— Begin —

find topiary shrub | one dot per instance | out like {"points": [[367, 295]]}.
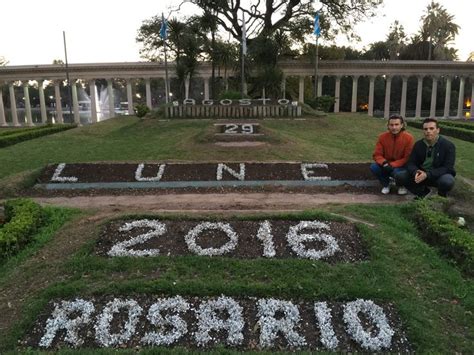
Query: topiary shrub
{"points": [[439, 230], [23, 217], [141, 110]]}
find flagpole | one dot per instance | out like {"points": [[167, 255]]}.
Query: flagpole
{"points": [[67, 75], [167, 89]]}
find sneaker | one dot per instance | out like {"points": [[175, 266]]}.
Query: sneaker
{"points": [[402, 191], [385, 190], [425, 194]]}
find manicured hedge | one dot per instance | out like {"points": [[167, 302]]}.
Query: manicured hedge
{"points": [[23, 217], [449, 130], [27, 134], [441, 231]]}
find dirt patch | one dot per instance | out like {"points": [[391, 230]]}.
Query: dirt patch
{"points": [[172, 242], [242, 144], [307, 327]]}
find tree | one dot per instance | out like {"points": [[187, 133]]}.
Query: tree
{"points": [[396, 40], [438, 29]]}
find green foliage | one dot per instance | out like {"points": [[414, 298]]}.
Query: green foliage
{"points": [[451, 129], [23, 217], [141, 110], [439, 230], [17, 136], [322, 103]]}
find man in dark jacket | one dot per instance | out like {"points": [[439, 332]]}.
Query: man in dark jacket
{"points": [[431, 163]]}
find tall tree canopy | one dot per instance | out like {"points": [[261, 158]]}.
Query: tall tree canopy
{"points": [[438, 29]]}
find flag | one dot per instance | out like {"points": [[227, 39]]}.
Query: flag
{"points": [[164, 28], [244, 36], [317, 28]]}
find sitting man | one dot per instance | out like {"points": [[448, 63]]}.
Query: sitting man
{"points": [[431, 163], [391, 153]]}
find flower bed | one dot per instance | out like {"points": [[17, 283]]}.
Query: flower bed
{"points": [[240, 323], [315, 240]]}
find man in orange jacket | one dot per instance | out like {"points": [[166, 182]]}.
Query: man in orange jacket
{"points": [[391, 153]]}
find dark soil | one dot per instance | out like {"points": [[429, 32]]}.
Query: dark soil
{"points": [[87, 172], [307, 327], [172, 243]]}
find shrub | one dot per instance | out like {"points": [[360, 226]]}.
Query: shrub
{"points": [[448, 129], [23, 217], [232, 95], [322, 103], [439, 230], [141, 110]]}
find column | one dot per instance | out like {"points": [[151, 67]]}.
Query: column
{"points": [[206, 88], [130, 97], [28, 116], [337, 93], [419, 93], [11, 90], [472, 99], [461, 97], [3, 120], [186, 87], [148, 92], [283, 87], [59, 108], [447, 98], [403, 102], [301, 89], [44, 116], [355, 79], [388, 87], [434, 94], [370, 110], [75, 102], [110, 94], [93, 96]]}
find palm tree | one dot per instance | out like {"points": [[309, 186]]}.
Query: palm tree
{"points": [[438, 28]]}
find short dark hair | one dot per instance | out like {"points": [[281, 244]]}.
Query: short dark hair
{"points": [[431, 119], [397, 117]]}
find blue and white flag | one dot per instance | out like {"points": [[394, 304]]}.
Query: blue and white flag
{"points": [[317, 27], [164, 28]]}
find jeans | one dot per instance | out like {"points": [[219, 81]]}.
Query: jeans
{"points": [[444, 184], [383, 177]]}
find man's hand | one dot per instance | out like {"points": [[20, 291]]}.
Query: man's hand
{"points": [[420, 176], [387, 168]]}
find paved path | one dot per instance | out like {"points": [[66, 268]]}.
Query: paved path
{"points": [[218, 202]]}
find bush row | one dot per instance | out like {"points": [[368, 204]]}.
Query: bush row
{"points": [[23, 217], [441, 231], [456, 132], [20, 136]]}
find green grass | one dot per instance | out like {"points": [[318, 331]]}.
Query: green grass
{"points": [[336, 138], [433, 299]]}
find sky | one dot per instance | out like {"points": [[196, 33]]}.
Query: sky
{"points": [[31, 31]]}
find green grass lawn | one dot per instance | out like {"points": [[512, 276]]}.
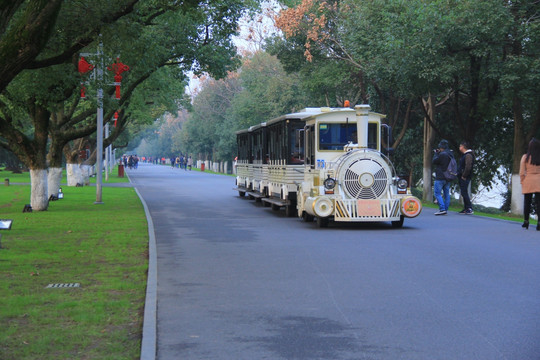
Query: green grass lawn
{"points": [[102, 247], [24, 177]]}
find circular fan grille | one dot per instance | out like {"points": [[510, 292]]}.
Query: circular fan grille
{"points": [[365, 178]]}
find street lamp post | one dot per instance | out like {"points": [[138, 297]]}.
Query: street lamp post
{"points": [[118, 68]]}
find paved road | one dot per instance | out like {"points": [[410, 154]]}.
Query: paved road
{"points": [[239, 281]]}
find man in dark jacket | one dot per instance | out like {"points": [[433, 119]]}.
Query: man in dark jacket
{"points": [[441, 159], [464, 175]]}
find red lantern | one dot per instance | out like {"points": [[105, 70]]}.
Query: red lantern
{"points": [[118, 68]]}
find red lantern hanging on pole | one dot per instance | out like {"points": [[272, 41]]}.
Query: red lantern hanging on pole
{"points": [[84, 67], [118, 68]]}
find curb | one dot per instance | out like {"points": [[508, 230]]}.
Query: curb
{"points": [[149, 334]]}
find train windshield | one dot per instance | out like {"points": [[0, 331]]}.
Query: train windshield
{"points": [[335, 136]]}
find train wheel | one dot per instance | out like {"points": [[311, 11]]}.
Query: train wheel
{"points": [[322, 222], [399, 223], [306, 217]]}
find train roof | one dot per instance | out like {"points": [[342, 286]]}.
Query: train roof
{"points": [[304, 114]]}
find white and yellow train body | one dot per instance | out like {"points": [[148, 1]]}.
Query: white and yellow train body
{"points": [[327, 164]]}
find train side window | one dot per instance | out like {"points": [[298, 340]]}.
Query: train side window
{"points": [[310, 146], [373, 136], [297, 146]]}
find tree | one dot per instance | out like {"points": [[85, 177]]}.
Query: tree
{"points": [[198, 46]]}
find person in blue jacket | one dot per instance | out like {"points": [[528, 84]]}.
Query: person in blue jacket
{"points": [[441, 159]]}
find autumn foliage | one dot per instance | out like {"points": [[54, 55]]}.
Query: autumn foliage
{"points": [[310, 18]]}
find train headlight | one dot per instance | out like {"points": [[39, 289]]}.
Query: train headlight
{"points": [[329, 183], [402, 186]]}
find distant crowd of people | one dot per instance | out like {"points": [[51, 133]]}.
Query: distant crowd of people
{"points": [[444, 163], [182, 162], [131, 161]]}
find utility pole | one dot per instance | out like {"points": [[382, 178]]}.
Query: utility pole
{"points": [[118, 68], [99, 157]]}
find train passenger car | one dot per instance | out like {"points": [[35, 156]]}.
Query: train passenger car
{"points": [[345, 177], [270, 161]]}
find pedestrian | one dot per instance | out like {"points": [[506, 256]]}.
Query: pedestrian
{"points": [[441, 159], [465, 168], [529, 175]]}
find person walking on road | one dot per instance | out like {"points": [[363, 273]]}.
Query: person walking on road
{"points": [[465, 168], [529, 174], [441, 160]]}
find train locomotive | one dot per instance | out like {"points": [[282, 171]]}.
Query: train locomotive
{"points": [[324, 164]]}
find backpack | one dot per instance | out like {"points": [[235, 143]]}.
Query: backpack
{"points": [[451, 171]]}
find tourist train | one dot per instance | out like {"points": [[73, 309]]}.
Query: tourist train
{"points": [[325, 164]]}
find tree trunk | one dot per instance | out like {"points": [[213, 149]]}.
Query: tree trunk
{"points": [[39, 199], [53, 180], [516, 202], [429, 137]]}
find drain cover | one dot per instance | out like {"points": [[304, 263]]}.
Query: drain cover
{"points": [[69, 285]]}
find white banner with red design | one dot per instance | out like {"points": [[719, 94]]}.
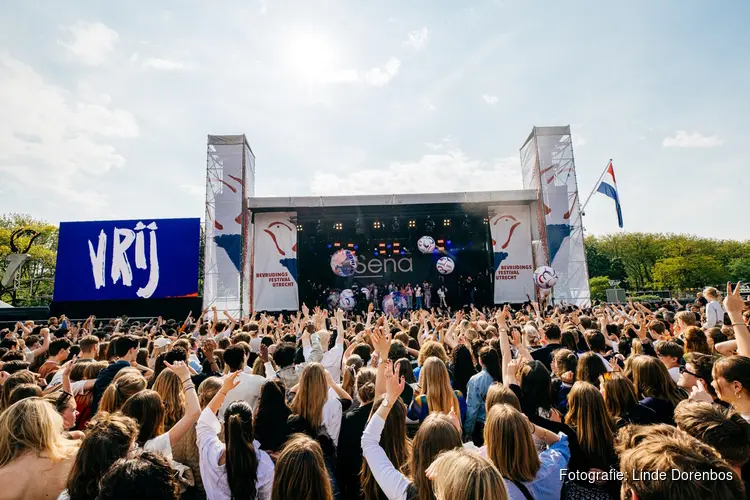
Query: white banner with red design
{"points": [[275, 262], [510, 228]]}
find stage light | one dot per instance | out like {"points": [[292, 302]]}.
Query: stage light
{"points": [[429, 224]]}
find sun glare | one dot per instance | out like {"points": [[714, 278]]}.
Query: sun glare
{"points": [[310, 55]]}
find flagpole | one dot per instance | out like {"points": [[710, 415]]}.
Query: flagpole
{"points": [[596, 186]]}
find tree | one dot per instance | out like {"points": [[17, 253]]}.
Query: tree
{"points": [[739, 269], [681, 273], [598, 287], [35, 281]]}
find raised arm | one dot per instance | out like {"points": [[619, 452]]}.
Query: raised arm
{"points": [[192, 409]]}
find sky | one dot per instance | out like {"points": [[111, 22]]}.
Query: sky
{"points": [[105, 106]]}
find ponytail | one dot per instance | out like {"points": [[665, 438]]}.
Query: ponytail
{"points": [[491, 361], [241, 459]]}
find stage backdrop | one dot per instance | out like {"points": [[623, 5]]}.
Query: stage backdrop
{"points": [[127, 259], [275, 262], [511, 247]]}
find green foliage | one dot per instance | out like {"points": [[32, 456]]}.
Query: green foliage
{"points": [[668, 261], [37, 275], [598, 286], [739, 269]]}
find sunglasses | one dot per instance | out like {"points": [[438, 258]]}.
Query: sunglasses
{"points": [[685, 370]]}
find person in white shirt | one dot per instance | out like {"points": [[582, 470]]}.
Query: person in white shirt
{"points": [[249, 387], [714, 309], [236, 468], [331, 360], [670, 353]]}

— End —

Please format the part of the material above that opens with the line containing "find person in white" and runs through the end as a numbered list, leaving out any blank lines.

ANSWER FOR THE TASK:
1. find person in white shirt | one dot per instance | out like {"points": [[582, 470]]}.
2. Query: person in white shirt
3. {"points": [[249, 387], [714, 309], [236, 468], [331, 360], [670, 353]]}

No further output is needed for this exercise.